Location identification data =>
====

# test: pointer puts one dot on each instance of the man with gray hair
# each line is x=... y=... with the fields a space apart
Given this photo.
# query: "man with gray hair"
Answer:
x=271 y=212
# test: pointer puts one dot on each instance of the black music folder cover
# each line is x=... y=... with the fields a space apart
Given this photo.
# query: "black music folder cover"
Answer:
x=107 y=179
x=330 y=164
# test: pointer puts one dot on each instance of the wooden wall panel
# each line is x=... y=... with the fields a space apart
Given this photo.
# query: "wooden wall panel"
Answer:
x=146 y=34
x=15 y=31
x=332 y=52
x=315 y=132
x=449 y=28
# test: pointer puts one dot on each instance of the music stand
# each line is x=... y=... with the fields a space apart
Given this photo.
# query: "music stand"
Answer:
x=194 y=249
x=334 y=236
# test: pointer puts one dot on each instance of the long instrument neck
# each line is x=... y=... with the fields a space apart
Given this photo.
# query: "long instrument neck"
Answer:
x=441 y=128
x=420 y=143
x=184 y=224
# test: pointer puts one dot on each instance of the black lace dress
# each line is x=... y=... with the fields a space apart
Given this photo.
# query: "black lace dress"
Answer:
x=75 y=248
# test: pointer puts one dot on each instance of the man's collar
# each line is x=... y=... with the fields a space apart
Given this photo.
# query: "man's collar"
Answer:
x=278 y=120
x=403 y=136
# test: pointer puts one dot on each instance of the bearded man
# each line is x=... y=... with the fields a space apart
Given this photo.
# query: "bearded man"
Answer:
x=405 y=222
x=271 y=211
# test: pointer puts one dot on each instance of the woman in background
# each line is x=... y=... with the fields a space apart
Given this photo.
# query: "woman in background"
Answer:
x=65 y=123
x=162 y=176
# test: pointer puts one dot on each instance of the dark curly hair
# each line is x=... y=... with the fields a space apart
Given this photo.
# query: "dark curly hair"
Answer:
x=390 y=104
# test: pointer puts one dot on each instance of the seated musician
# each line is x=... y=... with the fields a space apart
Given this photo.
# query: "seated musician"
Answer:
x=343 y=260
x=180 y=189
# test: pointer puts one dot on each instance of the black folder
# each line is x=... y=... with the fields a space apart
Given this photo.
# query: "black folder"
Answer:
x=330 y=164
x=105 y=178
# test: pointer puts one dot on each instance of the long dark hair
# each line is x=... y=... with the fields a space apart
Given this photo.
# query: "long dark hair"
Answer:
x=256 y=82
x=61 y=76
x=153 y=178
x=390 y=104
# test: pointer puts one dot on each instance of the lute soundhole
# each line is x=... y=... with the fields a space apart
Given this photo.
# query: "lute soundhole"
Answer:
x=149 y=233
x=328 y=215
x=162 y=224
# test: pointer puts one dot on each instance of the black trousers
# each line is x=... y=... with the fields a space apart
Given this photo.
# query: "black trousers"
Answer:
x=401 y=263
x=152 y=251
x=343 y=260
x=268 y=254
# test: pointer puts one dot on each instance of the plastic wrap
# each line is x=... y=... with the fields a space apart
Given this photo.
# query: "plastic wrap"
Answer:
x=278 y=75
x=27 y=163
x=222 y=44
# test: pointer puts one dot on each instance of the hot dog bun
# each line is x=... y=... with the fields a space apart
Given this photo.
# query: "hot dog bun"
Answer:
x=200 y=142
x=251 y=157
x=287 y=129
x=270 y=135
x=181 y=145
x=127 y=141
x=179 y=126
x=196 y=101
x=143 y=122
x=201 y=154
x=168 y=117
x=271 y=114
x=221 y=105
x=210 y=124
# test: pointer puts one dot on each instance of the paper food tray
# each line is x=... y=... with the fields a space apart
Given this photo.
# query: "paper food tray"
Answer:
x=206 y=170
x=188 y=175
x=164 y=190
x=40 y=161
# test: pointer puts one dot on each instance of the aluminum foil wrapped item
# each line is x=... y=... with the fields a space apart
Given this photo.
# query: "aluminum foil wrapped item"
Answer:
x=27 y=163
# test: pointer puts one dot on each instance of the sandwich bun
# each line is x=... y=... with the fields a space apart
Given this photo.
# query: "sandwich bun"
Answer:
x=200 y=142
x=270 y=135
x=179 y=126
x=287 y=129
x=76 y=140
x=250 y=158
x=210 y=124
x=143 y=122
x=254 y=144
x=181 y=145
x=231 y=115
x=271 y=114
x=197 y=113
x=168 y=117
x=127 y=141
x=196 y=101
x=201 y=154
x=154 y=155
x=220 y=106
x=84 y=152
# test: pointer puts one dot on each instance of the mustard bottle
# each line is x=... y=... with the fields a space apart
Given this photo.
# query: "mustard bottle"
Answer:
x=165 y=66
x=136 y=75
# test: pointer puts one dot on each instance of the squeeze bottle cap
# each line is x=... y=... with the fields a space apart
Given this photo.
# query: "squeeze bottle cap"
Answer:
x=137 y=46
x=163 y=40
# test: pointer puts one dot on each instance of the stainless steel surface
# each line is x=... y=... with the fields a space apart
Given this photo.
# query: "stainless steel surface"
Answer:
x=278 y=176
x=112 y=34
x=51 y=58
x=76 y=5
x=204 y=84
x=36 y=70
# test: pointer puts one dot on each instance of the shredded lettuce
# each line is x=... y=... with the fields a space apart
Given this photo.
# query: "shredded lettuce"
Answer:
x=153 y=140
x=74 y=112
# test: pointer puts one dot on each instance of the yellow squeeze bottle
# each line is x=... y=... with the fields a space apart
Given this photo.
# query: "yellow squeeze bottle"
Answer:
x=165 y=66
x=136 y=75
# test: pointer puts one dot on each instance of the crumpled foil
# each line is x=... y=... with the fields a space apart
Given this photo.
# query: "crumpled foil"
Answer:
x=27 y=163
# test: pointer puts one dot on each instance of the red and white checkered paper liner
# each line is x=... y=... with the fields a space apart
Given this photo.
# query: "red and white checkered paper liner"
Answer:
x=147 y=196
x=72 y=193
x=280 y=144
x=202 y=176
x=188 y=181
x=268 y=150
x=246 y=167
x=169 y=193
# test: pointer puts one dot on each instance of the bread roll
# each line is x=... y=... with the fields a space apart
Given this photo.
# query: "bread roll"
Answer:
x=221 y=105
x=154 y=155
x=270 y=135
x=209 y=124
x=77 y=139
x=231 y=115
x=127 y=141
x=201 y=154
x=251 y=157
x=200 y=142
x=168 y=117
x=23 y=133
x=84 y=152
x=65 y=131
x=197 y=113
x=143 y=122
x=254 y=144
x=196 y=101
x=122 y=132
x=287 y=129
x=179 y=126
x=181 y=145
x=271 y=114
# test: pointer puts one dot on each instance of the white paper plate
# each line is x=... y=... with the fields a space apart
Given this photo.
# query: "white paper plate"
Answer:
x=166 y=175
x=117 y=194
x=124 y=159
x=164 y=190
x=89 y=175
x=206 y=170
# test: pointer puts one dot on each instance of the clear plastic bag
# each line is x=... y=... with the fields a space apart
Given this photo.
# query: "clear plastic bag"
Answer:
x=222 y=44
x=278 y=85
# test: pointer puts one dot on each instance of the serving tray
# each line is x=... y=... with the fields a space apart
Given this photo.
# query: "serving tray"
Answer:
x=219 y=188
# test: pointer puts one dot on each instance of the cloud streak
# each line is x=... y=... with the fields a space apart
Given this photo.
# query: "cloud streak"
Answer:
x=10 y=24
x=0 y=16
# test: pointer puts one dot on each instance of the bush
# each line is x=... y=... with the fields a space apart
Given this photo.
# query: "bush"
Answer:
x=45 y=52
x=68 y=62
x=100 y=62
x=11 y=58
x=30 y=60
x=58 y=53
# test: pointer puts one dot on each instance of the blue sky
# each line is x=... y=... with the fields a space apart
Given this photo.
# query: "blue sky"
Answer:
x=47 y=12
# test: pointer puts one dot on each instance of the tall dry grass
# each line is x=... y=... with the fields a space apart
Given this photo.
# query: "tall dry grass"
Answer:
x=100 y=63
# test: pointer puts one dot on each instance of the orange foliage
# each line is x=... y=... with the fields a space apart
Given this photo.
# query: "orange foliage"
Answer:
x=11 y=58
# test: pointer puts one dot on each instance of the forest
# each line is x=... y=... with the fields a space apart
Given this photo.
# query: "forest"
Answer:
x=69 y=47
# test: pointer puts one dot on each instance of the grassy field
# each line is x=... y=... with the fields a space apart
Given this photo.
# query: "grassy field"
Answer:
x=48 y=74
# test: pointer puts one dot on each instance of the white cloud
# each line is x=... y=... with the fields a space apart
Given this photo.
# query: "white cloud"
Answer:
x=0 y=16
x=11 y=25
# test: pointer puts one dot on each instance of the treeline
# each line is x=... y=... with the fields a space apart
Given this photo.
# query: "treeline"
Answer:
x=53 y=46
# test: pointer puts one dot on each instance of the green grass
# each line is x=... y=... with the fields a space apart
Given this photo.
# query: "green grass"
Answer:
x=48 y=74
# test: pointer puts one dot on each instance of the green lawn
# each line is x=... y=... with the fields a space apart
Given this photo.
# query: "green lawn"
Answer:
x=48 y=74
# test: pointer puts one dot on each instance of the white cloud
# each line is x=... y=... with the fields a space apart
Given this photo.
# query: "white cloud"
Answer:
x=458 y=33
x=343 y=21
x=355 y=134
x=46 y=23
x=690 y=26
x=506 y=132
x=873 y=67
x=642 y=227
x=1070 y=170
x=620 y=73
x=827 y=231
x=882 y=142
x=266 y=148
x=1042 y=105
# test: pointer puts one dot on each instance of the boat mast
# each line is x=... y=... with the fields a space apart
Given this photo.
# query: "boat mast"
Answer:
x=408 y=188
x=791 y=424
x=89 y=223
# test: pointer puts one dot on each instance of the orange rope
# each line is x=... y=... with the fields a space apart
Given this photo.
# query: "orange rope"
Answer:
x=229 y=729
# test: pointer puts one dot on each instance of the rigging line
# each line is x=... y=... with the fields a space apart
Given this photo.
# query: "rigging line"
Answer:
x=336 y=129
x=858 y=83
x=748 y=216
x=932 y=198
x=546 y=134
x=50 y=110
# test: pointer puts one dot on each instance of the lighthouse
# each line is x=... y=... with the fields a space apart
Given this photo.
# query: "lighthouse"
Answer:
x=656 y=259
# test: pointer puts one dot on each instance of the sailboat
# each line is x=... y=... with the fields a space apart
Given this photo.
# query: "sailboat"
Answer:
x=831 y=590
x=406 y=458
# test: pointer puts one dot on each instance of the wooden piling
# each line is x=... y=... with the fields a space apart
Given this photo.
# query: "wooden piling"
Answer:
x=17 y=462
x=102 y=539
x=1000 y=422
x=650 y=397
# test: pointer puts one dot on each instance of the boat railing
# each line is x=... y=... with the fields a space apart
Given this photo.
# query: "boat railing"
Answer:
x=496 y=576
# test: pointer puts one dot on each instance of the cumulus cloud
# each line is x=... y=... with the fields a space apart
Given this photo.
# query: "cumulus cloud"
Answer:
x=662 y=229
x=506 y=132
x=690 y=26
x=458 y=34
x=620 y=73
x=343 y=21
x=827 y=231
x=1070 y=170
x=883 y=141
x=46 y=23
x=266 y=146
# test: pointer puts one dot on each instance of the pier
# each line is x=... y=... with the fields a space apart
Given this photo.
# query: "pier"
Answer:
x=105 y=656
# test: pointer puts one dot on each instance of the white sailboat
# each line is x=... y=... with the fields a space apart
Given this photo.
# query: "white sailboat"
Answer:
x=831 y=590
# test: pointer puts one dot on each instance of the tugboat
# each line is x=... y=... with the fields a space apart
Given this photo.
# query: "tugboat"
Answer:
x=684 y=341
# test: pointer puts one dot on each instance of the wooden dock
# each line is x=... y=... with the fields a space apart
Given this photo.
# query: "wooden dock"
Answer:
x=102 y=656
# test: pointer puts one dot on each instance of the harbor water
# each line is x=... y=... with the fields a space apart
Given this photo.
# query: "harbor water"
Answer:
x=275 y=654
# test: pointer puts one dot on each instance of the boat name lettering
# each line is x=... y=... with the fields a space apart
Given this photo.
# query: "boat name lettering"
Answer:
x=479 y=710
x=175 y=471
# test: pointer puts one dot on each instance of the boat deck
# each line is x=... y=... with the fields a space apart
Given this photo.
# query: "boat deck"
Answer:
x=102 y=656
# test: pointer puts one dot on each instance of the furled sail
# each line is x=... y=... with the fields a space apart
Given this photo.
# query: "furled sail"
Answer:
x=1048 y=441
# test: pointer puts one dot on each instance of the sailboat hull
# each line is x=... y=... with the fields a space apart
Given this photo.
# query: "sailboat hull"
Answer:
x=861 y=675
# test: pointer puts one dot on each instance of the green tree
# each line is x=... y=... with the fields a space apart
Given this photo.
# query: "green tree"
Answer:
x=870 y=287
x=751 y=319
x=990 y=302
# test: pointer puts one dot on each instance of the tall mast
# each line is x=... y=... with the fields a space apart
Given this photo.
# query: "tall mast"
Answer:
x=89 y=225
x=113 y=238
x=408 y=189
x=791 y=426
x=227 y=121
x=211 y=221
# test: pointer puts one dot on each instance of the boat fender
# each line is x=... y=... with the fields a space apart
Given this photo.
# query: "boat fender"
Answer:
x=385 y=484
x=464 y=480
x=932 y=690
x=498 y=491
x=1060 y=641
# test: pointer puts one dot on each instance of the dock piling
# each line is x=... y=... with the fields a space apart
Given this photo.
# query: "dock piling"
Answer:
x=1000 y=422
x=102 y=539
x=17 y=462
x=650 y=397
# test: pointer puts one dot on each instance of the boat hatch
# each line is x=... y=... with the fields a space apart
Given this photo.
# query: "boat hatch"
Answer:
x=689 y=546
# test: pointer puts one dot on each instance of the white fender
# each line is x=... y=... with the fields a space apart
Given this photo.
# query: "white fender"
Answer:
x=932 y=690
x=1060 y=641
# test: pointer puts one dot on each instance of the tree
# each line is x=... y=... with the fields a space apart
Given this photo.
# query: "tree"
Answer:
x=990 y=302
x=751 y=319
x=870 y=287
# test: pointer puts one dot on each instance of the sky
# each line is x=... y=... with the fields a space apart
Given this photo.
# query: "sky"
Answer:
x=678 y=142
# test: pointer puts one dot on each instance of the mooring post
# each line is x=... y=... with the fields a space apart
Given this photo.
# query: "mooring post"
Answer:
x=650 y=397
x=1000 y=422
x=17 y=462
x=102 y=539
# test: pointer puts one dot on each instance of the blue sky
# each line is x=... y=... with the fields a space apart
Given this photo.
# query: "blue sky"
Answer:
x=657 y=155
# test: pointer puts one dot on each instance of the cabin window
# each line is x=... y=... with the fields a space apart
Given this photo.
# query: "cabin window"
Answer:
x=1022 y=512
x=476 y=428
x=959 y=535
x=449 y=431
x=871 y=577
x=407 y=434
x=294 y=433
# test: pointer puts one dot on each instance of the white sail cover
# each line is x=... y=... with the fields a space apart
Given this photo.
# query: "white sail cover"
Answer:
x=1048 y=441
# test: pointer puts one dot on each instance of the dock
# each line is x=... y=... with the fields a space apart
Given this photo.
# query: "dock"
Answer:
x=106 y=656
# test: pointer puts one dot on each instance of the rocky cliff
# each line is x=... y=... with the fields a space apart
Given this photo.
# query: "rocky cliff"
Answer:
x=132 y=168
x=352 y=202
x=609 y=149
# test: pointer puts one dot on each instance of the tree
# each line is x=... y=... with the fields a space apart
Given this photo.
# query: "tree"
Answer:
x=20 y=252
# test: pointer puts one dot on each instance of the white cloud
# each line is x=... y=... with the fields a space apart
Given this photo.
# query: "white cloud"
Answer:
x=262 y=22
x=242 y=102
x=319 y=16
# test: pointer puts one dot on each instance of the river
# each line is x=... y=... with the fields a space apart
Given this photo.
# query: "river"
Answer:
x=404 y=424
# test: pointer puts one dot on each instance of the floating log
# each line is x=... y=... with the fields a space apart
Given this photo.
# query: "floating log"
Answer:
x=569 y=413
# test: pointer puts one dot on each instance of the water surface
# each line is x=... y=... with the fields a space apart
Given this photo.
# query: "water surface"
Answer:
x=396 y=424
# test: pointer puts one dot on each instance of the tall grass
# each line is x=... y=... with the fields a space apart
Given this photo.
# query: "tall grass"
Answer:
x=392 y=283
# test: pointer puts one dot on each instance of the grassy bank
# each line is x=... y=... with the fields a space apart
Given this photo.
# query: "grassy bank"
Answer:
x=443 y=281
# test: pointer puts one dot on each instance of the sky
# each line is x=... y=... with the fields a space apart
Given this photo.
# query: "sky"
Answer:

====

Exercise goal =>
Copy everything from the start of the data down to the line containing "x=271 y=212", swapping "gray" for "silver" and leaving all else unchanged.

The answer =>
# test: pointer puts one dot on each instance of the man with silver hair
# each line is x=... y=... with the fields a space apart
Given this photo.
# query: "man with silver hair"
Answer:
x=271 y=212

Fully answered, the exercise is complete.